--- Start of Information provided ---

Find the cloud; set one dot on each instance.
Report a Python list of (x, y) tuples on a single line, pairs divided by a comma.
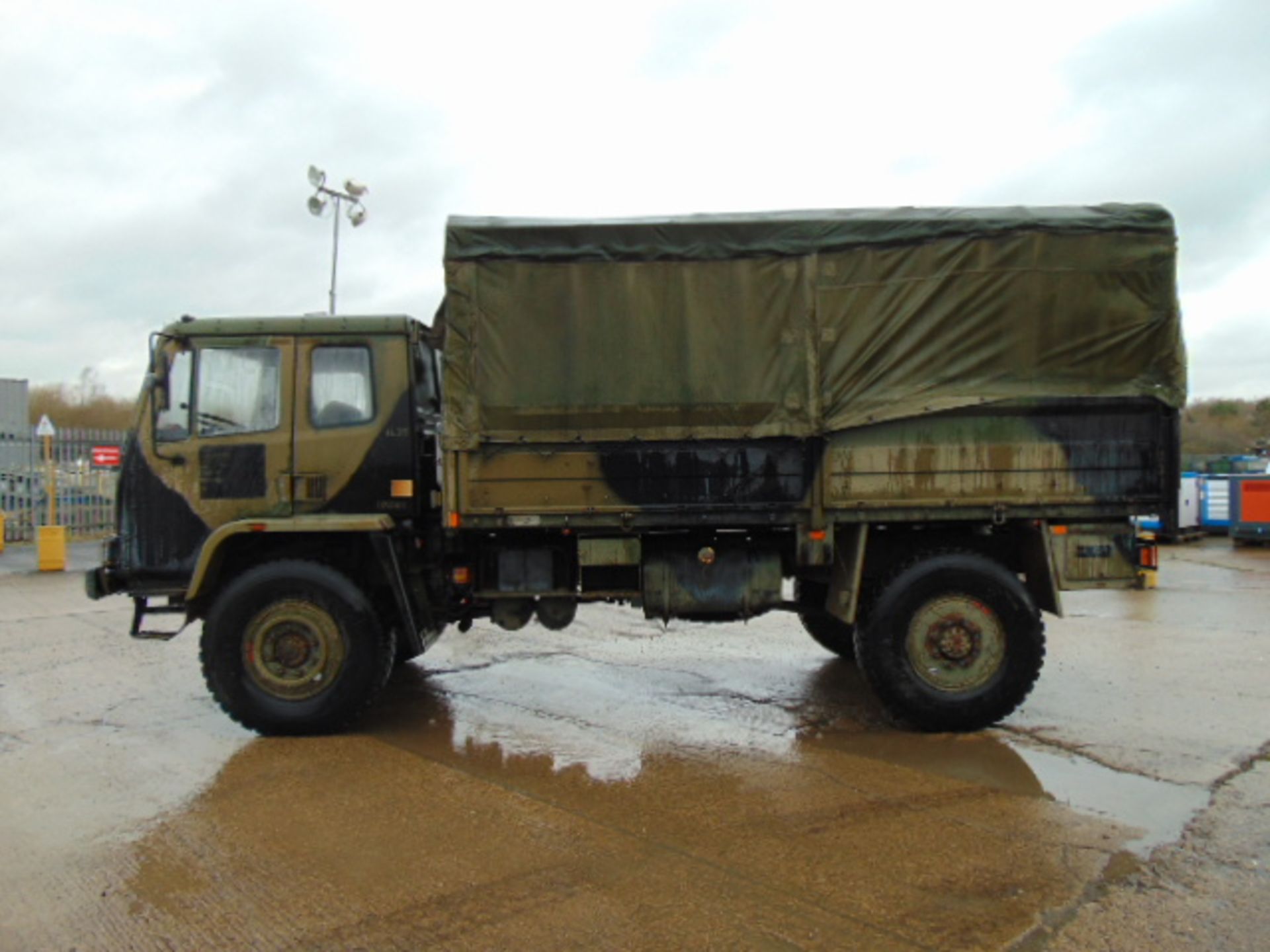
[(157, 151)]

--- End of Information provided ---
--- Start of Information provided ---

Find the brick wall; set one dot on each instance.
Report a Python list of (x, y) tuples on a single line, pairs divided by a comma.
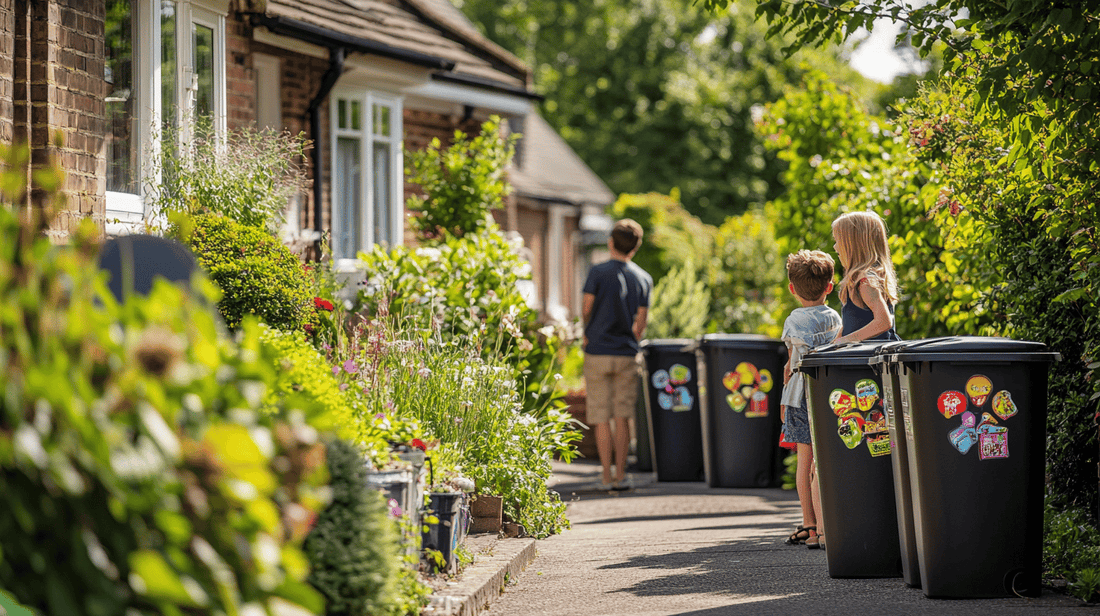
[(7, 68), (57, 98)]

--- End of Information provided ---
--- Start of Information provided ---

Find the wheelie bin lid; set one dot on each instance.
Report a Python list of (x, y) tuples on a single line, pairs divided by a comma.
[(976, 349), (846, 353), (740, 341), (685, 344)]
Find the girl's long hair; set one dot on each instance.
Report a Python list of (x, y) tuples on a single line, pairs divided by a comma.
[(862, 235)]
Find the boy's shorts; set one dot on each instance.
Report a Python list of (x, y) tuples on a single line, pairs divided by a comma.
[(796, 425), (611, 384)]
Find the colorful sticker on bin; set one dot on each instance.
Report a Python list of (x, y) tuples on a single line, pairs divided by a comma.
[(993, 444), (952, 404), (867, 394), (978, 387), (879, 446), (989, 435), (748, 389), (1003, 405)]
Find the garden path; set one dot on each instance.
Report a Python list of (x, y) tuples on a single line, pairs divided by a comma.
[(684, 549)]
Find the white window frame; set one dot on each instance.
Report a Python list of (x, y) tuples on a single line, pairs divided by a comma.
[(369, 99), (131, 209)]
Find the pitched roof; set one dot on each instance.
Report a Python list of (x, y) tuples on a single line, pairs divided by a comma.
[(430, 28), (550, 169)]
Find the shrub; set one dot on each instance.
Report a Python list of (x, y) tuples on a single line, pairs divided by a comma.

--- End of Information provided ---

• **Set task**
Copy everything from the line containing "Find the white" down to the line containing "[(369, 99), (131, 209)]", both ends included, with no changes.

• **Reply**
Find the white window frame; set one dot on each instance.
Report a Python list of (x, y) tuples on a single line, pairs divided by a comma.
[(369, 99), (131, 209)]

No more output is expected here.